(Dataset entries)
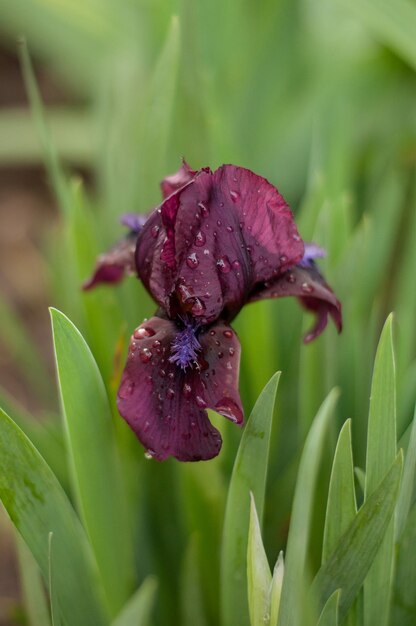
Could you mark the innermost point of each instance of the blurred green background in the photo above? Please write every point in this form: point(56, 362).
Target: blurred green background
point(319, 97)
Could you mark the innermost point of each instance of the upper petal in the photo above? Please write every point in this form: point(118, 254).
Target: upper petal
point(165, 405)
point(219, 235)
point(112, 266)
point(308, 284)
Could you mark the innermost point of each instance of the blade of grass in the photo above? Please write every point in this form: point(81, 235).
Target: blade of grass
point(137, 611)
point(249, 474)
point(96, 469)
point(296, 553)
point(259, 577)
point(341, 506)
point(354, 554)
point(408, 482)
point(381, 451)
point(329, 615)
point(34, 596)
point(37, 505)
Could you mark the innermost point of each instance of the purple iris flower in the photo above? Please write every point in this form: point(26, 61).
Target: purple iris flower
point(218, 241)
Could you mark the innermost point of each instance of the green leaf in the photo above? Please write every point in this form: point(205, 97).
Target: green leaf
point(381, 452)
point(37, 506)
point(138, 609)
point(329, 615)
point(249, 474)
point(34, 597)
point(403, 612)
point(259, 577)
point(408, 482)
point(276, 589)
point(296, 553)
point(94, 459)
point(354, 554)
point(341, 506)
point(55, 612)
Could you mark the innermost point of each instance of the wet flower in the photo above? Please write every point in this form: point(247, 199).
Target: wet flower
point(218, 241)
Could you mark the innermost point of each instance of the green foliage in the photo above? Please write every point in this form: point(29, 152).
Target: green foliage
point(319, 98)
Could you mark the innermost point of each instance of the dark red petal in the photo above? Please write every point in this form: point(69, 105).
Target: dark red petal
point(220, 367)
point(164, 405)
point(220, 235)
point(313, 292)
point(176, 181)
point(112, 266)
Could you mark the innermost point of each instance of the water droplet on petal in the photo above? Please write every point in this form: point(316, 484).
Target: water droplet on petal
point(307, 288)
point(224, 265)
point(230, 409)
point(145, 355)
point(142, 332)
point(187, 390)
point(200, 238)
point(192, 260)
point(204, 209)
point(200, 402)
point(126, 388)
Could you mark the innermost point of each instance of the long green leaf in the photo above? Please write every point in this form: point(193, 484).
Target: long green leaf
point(354, 554)
point(137, 611)
point(37, 506)
point(329, 615)
point(341, 506)
point(249, 474)
point(381, 451)
point(259, 577)
point(95, 463)
point(404, 595)
point(296, 553)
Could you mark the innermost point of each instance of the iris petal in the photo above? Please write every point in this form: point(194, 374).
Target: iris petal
point(219, 236)
point(315, 295)
point(165, 405)
point(114, 265)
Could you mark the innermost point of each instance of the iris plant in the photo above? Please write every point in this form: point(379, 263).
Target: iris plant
point(218, 240)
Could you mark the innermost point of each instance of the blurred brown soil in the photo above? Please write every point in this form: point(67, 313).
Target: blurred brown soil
point(26, 211)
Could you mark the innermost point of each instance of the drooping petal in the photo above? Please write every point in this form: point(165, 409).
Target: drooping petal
point(219, 235)
point(114, 265)
point(315, 295)
point(165, 404)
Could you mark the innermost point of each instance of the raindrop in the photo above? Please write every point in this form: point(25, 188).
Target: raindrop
point(126, 388)
point(230, 409)
point(307, 288)
point(192, 261)
point(145, 355)
point(200, 402)
point(142, 332)
point(187, 390)
point(200, 239)
point(204, 209)
point(224, 265)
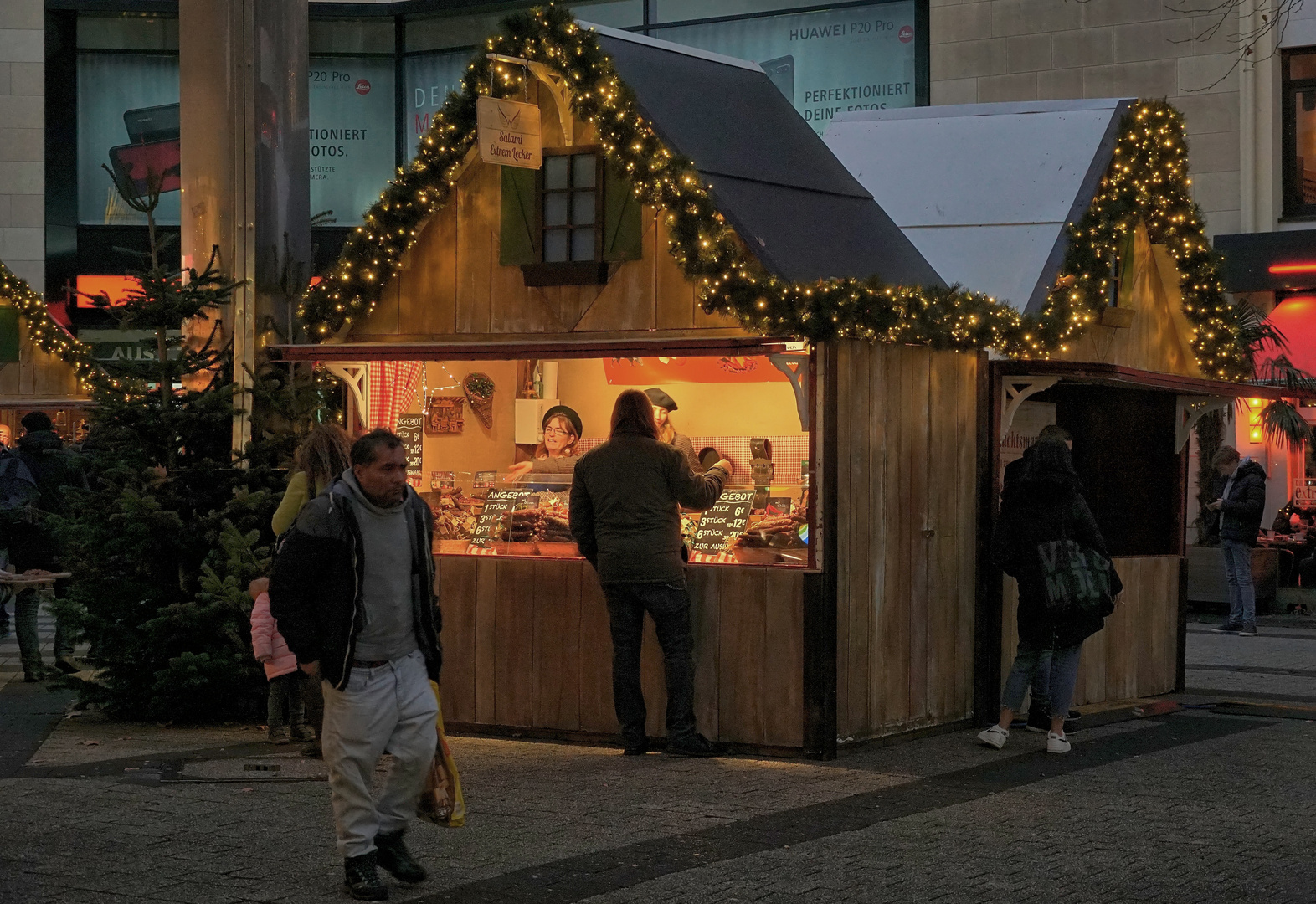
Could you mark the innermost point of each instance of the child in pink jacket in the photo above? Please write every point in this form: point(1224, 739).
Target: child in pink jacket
point(285, 712)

▸ **Work task**: An exact copy of all the records, free of pictures, is the expected answer.

▸ **Finished exercise**:
Could you mark the innermost point of each instance of the blurred green background in the photo above? Please write every point in this form: point(56, 362).
Target: blurred green background
point(319, 97)
Could you mark the innermost point of each instance of the upper petal in the photo above? Please write every point in this form: point(118, 254).
Target: upper petal
point(165, 405)
point(219, 235)
point(112, 266)
point(308, 284)
Could you mark the innermost point of each instance of the blade of grass in the photo above? Please write every point in this form: point(81, 235).
Target: blade of grass
point(137, 611)
point(249, 474)
point(96, 469)
point(296, 553)
point(259, 577)
point(341, 506)
point(354, 554)
point(408, 482)
point(381, 451)
point(329, 615)
point(34, 596)
point(37, 505)
Could you mark the innermost point of each instance of the purple iris flower in the photo above? Please write every point in this form: point(26, 61).
Target: purple iris flower
point(218, 241)
Could you mark the innermost point of each instance of the green leaf in the photo above? Please write every point in this form: point(205, 97).
Target: green leaf
point(381, 452)
point(37, 506)
point(138, 609)
point(329, 615)
point(249, 474)
point(34, 597)
point(403, 612)
point(259, 577)
point(408, 482)
point(276, 589)
point(296, 553)
point(94, 459)
point(354, 554)
point(341, 506)
point(55, 612)
Could you mark the innermost point of each instance of the wet flower in the photo above? Please write every point in this form: point(247, 199).
Target: wet flower
point(218, 241)
Could you mark the innermost point of each instance of the green foliage in the photo above? Please write every point in this form: point(29, 152).
Target: green foliage
point(319, 98)
Could you mark the innermost point of each instance of the dark red petal in the photo above? Please write every point in this form: point(69, 105).
Target: dark red petal
point(220, 367)
point(164, 405)
point(220, 235)
point(313, 292)
point(176, 181)
point(112, 266)
Could you mark the innermost point of each instance of the water droplet on petal in the photo above? Please write every point in this form: point(316, 484).
Target: water droplet on petal
point(307, 288)
point(224, 265)
point(230, 409)
point(145, 355)
point(142, 332)
point(187, 390)
point(200, 238)
point(192, 260)
point(204, 209)
point(200, 402)
point(126, 388)
Could you mark the innermost point of each instance of the long green leaf in the photo above? Please write every point in this form: point(193, 484).
Target: long green leaf
point(354, 554)
point(137, 611)
point(37, 506)
point(329, 615)
point(341, 506)
point(249, 474)
point(381, 451)
point(259, 577)
point(95, 463)
point(404, 595)
point(296, 553)
Could you mark the innermost point of each instance of the iris petal in the photo above? Please write every point in this form: point(194, 374).
Target: iris petal
point(219, 236)
point(315, 295)
point(165, 405)
point(114, 265)
Could you mark the innermost point of each instance of the iris plant in the photo above? Please write every point in this form: point(379, 263).
Target: iris plant
point(218, 240)
Could you mark the innermost point of each instance of the blurred brown soil in the photo above? Please write every point in this form: point(67, 313).
Target: blurred brown soil
point(26, 211)
Could you mark the innermost point of each instance of the drooping petal in the photo above? Please write every point in this form: point(165, 409).
Target: drooping petal
point(219, 235)
point(114, 265)
point(315, 295)
point(165, 404)
Could you mark the innermost point of each instance of the raindrop in the photo above? Please write every point in this form: point(25, 188).
Target: raindrop
point(126, 388)
point(230, 409)
point(307, 288)
point(192, 261)
point(145, 355)
point(200, 402)
point(142, 332)
point(187, 390)
point(200, 239)
point(204, 209)
point(224, 265)
Could you mark the innermost point of each instance of the child in pink jacket in the photo above? Please write every point in this form: point(1224, 739).
Target: child in pink jacket
point(285, 712)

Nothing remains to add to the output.